→ **EXERCISE TASKS**:
a: Translate this sentence from the logistics passage into Spanish: "Logistics doesn’t absorb cost increases neatly."
b: Reproduce the portion of the logistics passage starting at "Budget 2025 includes" and ending at "and silver truck.".

→ **TEXT BLOCK**:
****
Logistics doesn’t absorb cost increases neatly. With tight margins and contracts that often pass changes through via rate cards and surcharges, pressure in fuel, warehousing and compliance can feed through quickly into the cost of moving and storing goods, and ultimately into price.

Logistics doesn’t carry cost neatly: it transmits it,” said Kirsty Turner, Strategic Head of Apprenticeships and Development at Seetec. “When costs rise in fuel, warehousing and compliance, friction becomes inflation fast. The sustainable route out is productivity: stronger supervision, stronger planning, and clear progression pathways that reduce churn and agency dependency.

The Budget 2025 changes logistics businesses are watching

Budget 2025 includes several measures that, taken together, increase cost pressure across transport and warehousing:

Two workers in reflective vests are reading and discussing documents together in front of a large red and silver truck.
  • Fuel duty: the 5p per litre cut continues until August 2026, followed by phased increases later in 2026 and into 2027.
  • Business rates (warehousing): from April 2026, higher rates apply to larger, higher-value properties, bringing added cost pressure for bigger distribution sites and increasing the likelihood of contract resets.
****
→ **Extracted data entries**:
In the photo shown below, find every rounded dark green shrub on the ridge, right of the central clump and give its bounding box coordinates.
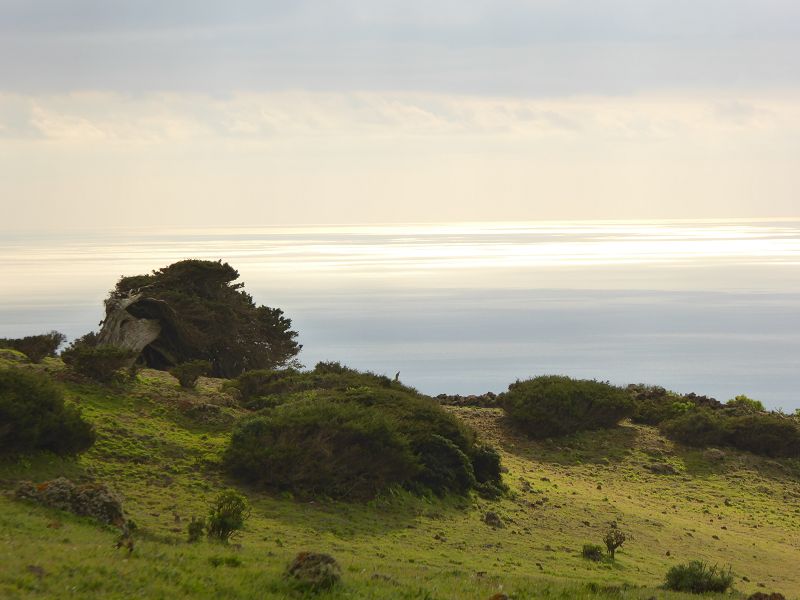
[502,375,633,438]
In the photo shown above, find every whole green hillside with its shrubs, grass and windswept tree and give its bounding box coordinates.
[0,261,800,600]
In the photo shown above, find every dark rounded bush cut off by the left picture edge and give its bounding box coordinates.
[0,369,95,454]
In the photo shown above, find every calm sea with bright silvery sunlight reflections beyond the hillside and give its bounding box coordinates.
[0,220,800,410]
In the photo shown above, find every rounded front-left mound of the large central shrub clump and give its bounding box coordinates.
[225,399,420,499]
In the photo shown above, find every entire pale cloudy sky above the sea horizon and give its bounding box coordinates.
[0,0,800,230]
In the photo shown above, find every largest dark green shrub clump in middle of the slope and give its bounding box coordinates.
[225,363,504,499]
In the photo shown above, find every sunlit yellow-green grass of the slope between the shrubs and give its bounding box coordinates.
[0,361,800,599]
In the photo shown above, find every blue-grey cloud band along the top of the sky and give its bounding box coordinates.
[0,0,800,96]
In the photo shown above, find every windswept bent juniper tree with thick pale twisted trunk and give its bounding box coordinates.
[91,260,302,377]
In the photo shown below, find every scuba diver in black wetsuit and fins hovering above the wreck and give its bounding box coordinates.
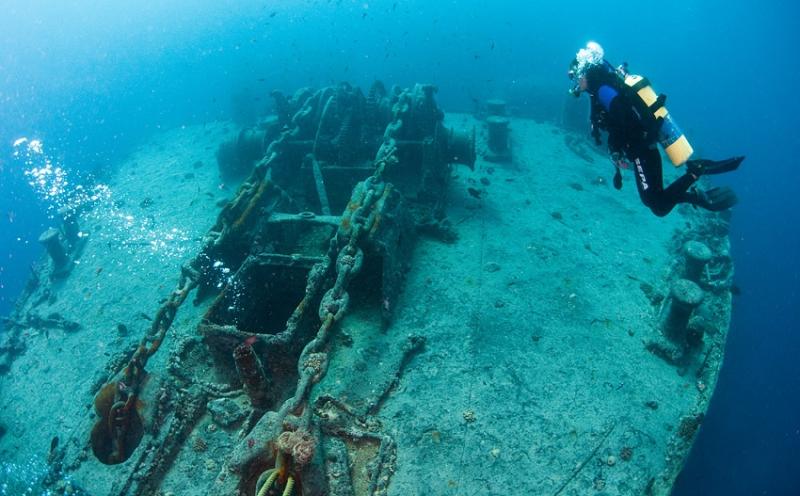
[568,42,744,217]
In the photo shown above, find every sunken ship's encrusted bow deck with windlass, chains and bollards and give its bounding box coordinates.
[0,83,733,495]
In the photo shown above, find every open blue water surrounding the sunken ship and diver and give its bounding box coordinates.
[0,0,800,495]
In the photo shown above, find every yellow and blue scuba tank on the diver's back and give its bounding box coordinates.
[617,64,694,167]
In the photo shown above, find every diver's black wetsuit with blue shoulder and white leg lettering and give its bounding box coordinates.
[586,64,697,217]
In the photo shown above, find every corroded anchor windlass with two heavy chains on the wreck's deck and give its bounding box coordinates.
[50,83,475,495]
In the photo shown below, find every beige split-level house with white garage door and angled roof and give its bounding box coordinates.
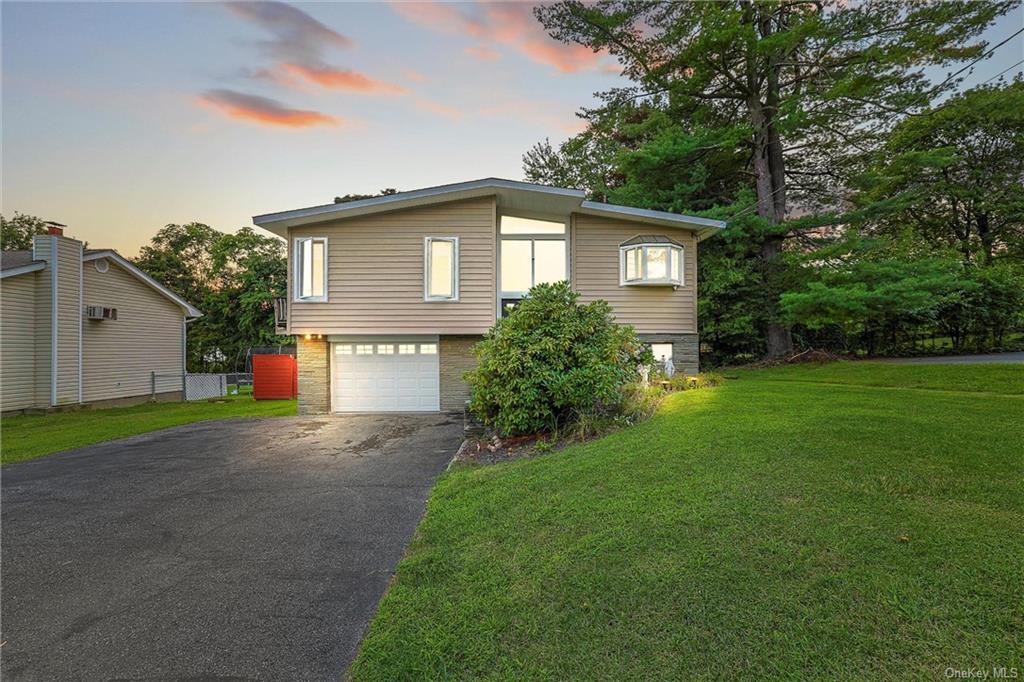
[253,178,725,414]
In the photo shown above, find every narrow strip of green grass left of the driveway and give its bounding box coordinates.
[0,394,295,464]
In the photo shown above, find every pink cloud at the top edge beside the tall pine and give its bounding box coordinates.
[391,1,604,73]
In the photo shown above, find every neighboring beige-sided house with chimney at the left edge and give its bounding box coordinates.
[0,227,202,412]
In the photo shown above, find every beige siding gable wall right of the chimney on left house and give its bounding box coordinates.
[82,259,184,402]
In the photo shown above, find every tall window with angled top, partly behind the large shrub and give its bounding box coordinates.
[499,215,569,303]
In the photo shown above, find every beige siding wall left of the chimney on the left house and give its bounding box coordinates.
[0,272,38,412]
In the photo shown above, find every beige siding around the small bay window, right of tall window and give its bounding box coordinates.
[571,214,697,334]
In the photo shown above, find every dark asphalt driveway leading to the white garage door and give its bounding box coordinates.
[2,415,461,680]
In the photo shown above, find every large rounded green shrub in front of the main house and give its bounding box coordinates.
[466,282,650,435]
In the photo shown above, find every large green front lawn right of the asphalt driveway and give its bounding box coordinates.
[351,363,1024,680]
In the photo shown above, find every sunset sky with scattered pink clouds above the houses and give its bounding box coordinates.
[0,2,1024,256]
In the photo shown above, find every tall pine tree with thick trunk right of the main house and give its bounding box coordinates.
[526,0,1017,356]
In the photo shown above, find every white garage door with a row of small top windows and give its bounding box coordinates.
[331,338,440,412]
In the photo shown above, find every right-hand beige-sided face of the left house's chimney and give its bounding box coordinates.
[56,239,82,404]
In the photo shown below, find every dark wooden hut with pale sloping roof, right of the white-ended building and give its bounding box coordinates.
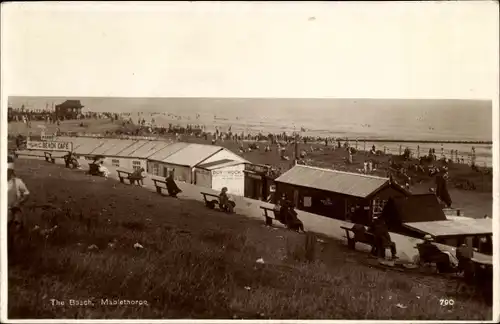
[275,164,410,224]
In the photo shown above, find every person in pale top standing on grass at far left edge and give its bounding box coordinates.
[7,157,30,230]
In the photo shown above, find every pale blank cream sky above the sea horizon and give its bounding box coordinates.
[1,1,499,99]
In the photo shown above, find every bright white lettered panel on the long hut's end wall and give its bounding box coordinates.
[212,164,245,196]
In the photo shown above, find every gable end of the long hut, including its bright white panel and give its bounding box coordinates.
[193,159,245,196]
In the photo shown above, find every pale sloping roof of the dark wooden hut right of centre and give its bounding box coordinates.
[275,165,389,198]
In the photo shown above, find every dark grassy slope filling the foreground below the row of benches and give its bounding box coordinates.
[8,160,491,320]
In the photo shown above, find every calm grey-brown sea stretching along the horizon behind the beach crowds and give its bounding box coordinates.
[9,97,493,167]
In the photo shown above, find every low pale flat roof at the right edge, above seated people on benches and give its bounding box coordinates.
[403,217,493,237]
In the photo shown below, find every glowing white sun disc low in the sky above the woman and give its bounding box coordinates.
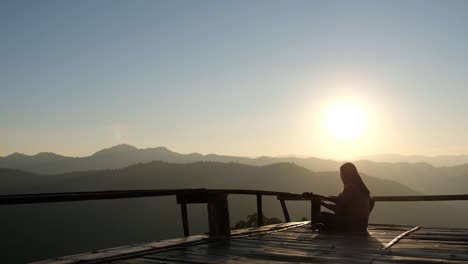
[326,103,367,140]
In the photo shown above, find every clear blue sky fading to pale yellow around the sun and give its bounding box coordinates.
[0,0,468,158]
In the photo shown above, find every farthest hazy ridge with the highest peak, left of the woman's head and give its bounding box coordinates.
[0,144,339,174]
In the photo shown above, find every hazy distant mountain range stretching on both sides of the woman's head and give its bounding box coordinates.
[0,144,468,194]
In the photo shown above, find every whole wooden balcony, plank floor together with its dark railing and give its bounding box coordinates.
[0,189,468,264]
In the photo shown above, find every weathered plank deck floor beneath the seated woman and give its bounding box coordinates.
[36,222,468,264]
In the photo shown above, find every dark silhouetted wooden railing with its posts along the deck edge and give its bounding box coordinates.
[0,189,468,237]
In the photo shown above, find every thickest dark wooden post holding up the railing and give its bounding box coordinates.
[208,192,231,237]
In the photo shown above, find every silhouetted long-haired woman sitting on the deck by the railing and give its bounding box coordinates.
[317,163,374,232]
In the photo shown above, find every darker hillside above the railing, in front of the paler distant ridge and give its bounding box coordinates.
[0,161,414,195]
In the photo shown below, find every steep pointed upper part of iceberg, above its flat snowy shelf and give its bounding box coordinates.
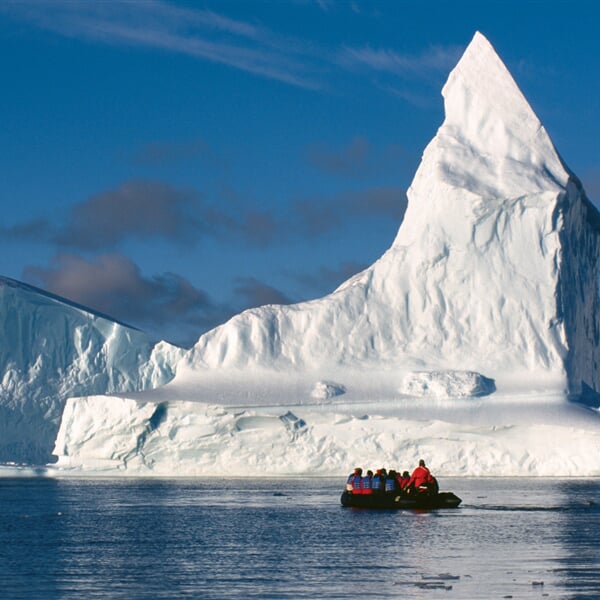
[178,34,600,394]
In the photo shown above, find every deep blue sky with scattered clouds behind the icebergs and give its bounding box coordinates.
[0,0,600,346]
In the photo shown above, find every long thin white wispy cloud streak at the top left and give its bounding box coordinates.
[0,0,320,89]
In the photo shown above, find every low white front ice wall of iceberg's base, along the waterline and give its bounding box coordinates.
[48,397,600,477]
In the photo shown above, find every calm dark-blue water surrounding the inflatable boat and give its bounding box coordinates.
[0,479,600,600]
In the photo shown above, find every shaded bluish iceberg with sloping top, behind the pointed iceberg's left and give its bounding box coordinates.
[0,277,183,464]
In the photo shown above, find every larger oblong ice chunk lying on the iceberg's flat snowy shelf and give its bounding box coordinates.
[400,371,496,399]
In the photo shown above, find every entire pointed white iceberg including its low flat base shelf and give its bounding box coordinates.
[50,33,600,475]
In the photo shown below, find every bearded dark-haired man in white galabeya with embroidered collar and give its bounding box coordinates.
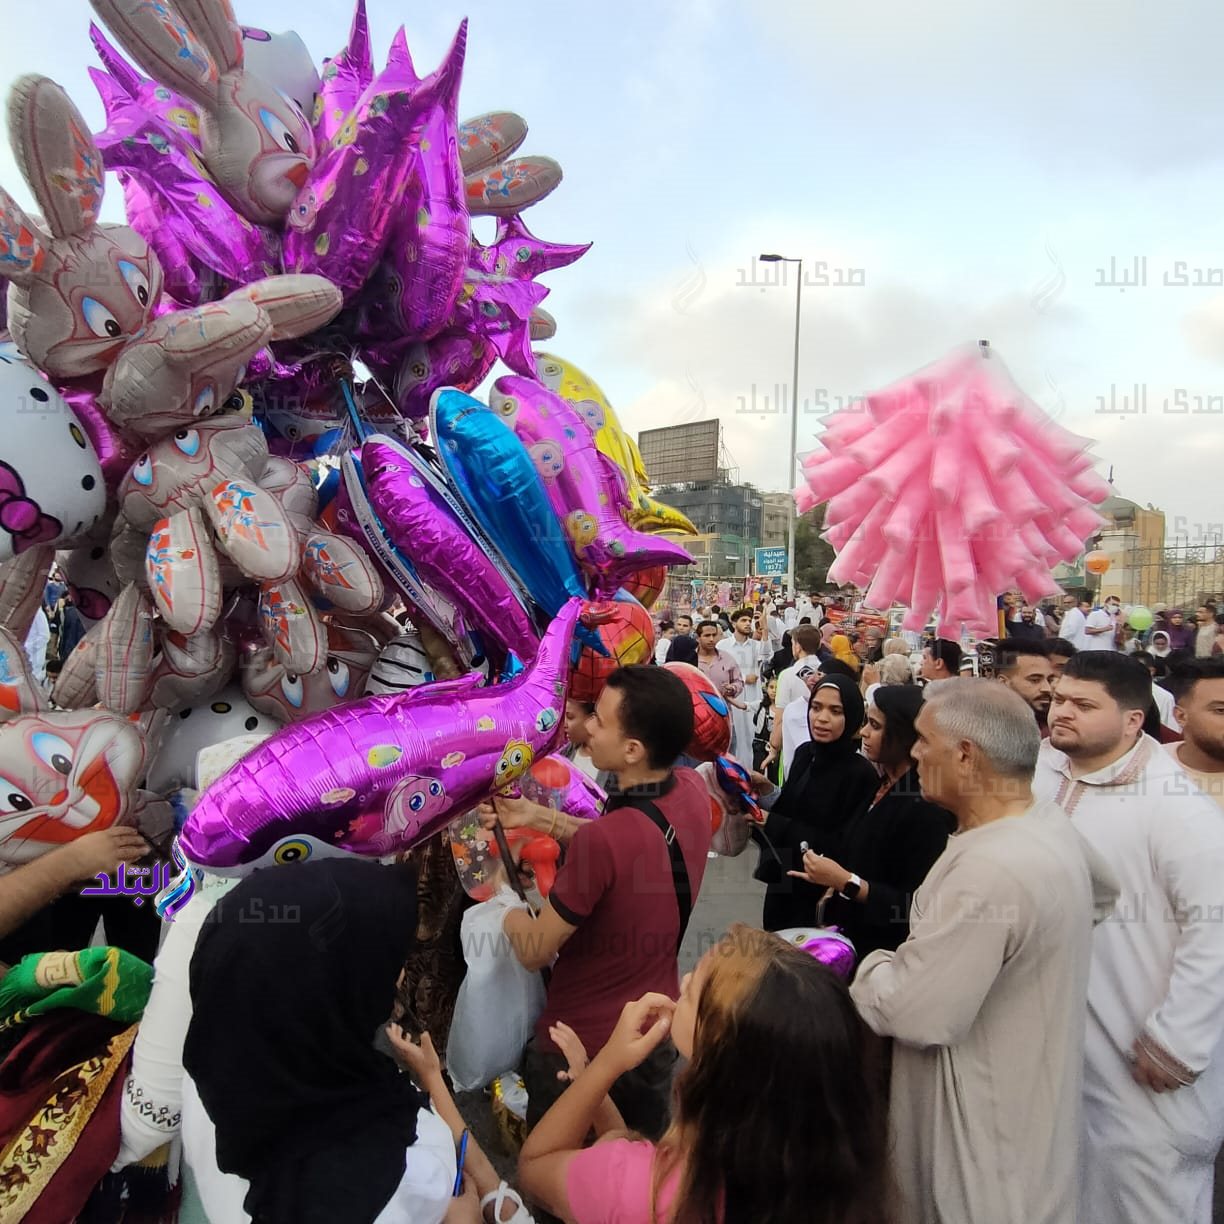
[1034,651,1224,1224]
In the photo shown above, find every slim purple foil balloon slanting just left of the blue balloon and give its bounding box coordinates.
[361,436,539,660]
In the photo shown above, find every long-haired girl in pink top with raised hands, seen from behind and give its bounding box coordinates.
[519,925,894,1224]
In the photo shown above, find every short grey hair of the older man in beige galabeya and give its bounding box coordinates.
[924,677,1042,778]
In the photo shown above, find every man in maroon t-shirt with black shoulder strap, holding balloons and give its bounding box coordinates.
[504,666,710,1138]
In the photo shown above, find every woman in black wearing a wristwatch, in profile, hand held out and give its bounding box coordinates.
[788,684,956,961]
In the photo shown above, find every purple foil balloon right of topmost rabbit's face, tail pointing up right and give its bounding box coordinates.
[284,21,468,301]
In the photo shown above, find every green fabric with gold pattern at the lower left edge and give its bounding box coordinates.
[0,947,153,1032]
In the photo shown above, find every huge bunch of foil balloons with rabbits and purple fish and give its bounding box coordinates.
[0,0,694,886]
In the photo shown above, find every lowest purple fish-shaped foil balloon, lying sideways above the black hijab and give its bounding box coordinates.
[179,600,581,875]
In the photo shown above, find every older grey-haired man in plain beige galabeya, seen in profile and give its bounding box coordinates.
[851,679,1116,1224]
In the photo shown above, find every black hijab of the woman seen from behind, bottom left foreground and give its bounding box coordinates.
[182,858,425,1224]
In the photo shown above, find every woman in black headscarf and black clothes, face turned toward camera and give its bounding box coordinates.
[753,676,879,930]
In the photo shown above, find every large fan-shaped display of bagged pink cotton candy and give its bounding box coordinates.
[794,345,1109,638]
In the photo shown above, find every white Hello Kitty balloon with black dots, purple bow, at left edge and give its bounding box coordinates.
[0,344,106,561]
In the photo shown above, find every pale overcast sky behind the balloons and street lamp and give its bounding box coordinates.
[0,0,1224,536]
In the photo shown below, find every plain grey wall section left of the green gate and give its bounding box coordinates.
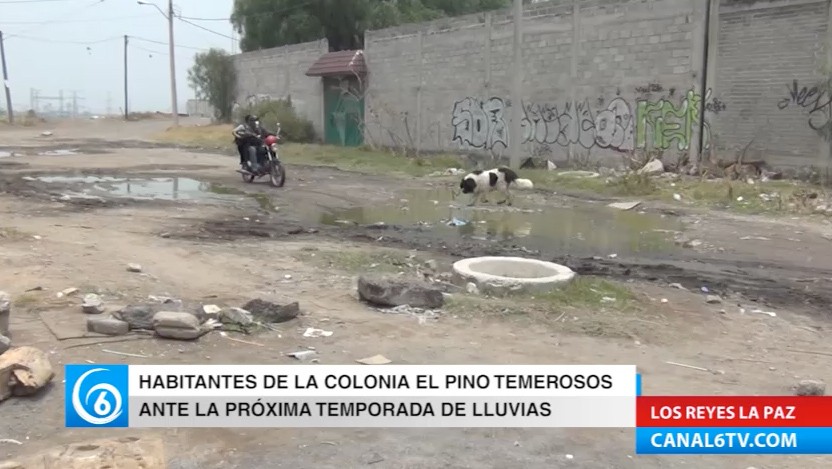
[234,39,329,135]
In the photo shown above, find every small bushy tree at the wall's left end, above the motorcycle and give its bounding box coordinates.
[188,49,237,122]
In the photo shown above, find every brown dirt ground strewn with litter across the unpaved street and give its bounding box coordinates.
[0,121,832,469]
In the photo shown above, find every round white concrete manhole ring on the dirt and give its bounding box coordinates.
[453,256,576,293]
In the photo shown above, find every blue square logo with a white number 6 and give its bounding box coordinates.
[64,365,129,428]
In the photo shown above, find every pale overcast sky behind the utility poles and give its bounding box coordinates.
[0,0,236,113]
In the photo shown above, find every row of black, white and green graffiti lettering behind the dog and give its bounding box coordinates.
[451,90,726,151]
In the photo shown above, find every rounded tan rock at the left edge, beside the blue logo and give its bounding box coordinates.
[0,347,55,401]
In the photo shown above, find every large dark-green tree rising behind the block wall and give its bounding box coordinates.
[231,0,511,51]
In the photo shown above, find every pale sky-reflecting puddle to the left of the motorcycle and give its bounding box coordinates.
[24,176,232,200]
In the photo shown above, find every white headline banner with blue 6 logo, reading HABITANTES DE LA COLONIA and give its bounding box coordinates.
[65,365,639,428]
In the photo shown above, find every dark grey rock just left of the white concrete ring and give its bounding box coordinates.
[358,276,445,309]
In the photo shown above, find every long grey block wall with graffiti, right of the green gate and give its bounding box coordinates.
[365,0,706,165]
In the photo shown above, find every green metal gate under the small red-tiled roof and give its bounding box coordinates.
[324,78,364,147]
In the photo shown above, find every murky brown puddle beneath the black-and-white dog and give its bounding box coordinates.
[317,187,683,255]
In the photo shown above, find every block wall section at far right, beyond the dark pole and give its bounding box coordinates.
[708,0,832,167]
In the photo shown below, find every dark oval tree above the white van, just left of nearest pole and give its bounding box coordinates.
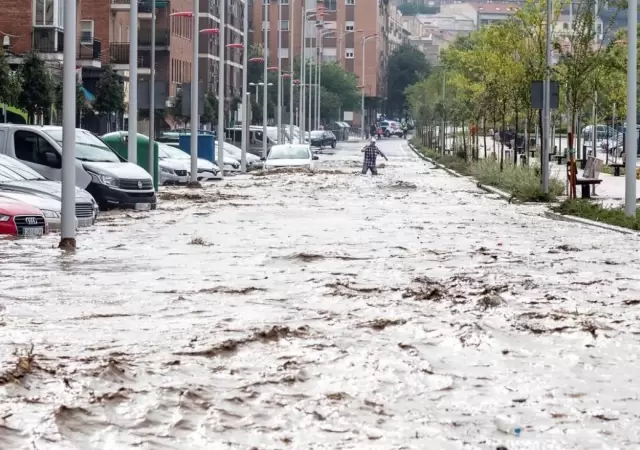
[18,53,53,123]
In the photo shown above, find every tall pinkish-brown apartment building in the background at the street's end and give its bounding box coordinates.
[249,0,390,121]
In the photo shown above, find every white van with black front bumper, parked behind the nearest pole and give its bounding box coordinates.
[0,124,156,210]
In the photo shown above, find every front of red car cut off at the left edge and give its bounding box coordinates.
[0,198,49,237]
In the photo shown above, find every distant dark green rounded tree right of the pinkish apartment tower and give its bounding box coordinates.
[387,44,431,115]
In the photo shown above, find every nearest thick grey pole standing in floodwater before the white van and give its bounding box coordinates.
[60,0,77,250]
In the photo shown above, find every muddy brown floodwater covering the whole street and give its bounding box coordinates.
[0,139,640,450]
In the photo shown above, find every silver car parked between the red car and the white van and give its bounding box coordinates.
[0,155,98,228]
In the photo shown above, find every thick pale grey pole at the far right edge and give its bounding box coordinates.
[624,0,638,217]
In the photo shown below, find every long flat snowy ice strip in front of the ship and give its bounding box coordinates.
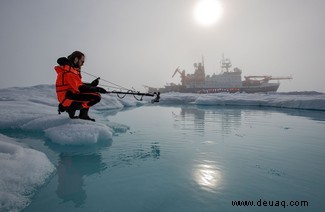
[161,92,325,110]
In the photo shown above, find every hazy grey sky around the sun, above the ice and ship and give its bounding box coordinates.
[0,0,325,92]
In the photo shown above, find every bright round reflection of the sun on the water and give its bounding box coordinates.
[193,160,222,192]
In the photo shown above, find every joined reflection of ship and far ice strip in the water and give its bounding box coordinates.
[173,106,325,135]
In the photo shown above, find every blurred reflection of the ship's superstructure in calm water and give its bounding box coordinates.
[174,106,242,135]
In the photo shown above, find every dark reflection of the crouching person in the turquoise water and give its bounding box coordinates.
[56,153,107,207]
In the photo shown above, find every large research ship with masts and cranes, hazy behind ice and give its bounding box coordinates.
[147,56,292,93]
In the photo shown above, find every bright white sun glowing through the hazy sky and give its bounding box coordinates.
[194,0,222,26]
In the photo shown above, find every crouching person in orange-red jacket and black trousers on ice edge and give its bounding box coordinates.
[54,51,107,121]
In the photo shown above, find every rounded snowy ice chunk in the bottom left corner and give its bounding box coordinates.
****
→ **RESULTS BY TASK**:
a: La logística no absorbe limpiamente los aumentos de costos.

b:
Budget 2025 includes several measures that, taken together, increase cost pressure across transport and warehousing:

Two workers in reflective vests are reading and discussing documents together in front of a large red and silver truck.